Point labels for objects
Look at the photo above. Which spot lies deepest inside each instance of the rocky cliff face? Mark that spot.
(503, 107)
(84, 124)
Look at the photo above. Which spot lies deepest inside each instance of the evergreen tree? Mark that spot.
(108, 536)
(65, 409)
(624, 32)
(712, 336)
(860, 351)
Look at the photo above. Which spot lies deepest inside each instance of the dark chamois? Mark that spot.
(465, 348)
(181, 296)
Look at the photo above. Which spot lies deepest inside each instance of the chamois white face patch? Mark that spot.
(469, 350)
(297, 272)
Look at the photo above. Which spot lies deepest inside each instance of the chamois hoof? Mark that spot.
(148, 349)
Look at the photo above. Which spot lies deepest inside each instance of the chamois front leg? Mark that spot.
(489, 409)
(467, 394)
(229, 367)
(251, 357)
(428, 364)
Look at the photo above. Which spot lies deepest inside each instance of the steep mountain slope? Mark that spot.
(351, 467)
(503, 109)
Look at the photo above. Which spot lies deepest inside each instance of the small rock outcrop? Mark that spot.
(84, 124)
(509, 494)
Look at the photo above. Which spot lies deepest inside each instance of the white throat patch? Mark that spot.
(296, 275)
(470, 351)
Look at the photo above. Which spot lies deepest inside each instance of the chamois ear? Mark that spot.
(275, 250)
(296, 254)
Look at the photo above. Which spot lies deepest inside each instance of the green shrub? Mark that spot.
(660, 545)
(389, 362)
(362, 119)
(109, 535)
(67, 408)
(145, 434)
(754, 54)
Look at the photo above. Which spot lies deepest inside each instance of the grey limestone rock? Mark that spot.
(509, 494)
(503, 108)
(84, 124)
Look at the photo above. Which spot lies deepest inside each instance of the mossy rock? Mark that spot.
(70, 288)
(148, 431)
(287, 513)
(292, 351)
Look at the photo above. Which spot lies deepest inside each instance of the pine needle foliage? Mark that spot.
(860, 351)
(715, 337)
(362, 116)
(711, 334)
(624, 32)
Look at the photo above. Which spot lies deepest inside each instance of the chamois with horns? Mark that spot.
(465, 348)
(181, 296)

INSTRUCTIONS TO FOLLOW
Render every line above as a JSON array of strings, one string per line, omitting any blank lines.

ANSWER FOR THE TASK
[
  "Look at the photo above. Which spot lies deepest inside each instance of the rocky cliff face? Mark that spot.",
  "(503, 107)",
  "(84, 124)",
  "Look at the photo above. Which spot lies deepest inside each instance of the evergreen tree? Mark that spot.",
  "(108, 536)",
  "(65, 409)",
  "(624, 32)",
  "(712, 336)",
  "(860, 351)",
  "Look at the photo above. Which spot lies deepest inside each instance of the dark chamois? Mark that spot.",
  "(465, 348)",
  "(181, 296)",
  "Look at the photo above. Which spot lies deepest inside each instance of the chamois white face patch? Mark that spot.",
  "(469, 350)",
  "(297, 272)",
  "Look at the photo above. Which spot lies deepest inside each instance of the chamois hoof? Mark that spot.",
  "(148, 349)",
  "Look at the photo above. Which spot lies deepest inside each instance of the chamois front leg? Mark that spot.",
  "(489, 409)",
  "(467, 394)",
  "(229, 367)",
  "(251, 357)",
  "(428, 364)",
  "Look at the photo above. Which spot lies deepest inside each instance of the steep mountain slope? Mark that spot.",
  "(351, 467)",
  "(503, 109)",
  "Look at the photo above. Which spot lies deepest inside each instance of the small rock outcrop? Mark that spot.",
  "(84, 124)",
  "(509, 494)",
  "Look at the photo above. Which spot lies deepest inside each instance of the white throat patch? Mark that spot.",
  "(296, 275)",
  "(470, 351)",
  "Look at the photo above. Which spot lies deepest inside each instance of the chamois ear? Mark that spot.",
  "(275, 250)",
  "(296, 254)",
  "Look at the photo above. Which spot lies deepest inside each instance of the green shrub? Mark that spot.",
  "(660, 545)",
  "(389, 362)",
  "(362, 119)",
  "(109, 535)",
  "(67, 408)",
  "(145, 434)",
  "(754, 54)",
  "Look at the photo above. Which spot lies deepest inside each instance of the grey limestone rock? Mark that spot.",
  "(509, 494)",
  "(503, 108)",
  "(84, 124)",
  "Look at the photo above. Which spot lies deepest inside each instance of the mossy rock? Mark that spot.",
  "(70, 288)",
  "(148, 431)",
  "(287, 513)",
  "(292, 351)",
  "Look at the photo above. Which spot lies deepest inside each instance of the pine needle foliage? Mark that spot.",
  "(860, 351)",
  "(715, 337)",
  "(362, 116)",
  "(711, 334)",
  "(624, 32)",
  "Look at the photo above. Which spot lies deepest inside each instance of the chamois with horns? Mark that spot.",
  "(465, 348)",
  "(181, 296)"
]